** begin DOCUMENT EXCERPT **

Gadsden County holds some nice deer also, I have seen some monsters out in Hardaway.


----------



## chasin-tail

*Jackson County Deer*

These are my hunting buddies and their deer taken last year in Jackson County...

They were all taken within a 1/4 mile of each other too!!

The biggest being 136" and change.


----------



## jks0007

I grew up in Marianna...I've seen some great deer killed there, but nothing like this.

However, I called up a buddy who lives right down the road from Troy McCoy's and he said he was there when it was brought in. So the deer is true and was really killed in Jackson County. However like stated they are looking into whether or not it was killed on a high fenced preserve or what. I'll let yall know what I find out.


----------



## dajowi

I did a little lookin on line and found this.

This link explains the story. Amazing Buck.

http://antleraddictionflorida.com/sundaybuck.html


----------



## jks0007

Awesome story!


----------



## REDFISH KING

Thats a sure nuff stud there, I'm working with Gulf Power over in jackson Co. right now and I cant believe all the deer we have been seeing in the power easments , some big deer, over here in pensacola we anit got nothing like they do...And that McCoys store over in marianna is a good place to buy anything you need for hunting , The guys in there are very helpful nothing like the stores here....We go in there aleast 1 or 2 times a week just to look around... :thumbsup:


----------

** end DOCUMENT EXCERPT **
** begin SUPPLIED MATERIAL **

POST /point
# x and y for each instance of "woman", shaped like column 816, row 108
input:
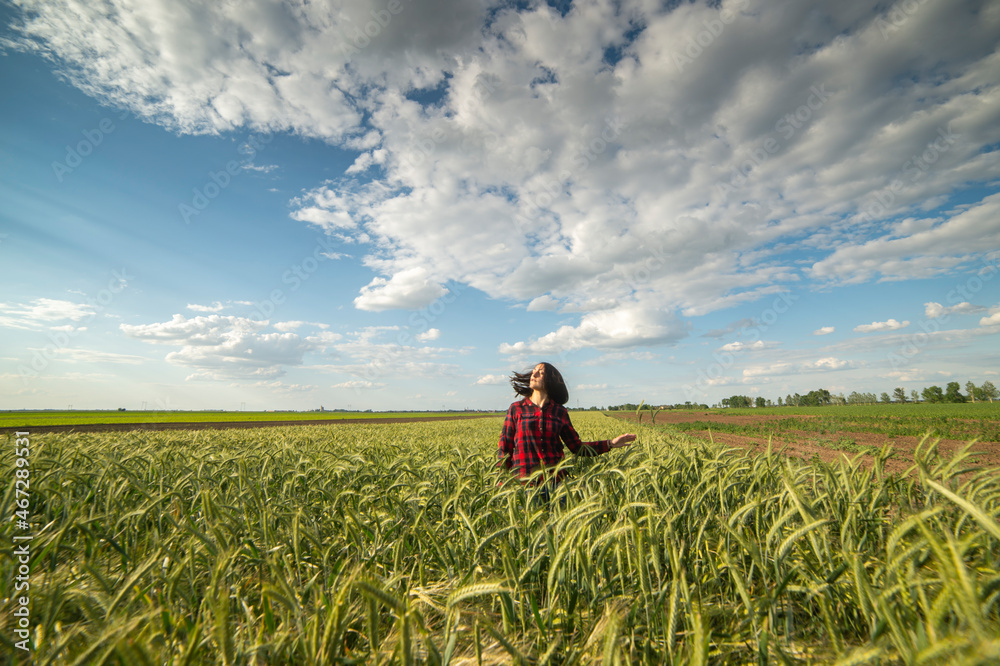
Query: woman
column 535, row 425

** end SUPPLIED MATERIAL **

● **REQUIREMENTS**:
1/ In the deer hunting thread, how large was the biggest of the deer taken by the hunting buddies in Jackson County?
2/ Translate this sentence from the deer hunting thread into Spanish: "I'll let yall know what I find out."
3/ Retype the passage of the deer hunting thread from "I grew up in" to "and found this." without any changes.
The rows have no connection to the deer hunting thread.

● **RESPONSES FOR EACH TASK**:
1/ 136" and change.

2/ Les haré saber lo que averigüe.

3/
I grew up in Marianna...I've seen some great deer killed there, but nothing like this.

However, I called up a buddy who lives right down the road from Troy McCoy's and he said he was there when it was brought in. So the deer is true and was really killed in Jackson County. However like stated they are looking into whether or not it was killed on a high fenced preserve or what. I'll let yall know what I find out.


----------



## dajowi

I did a little lookin on line and found this.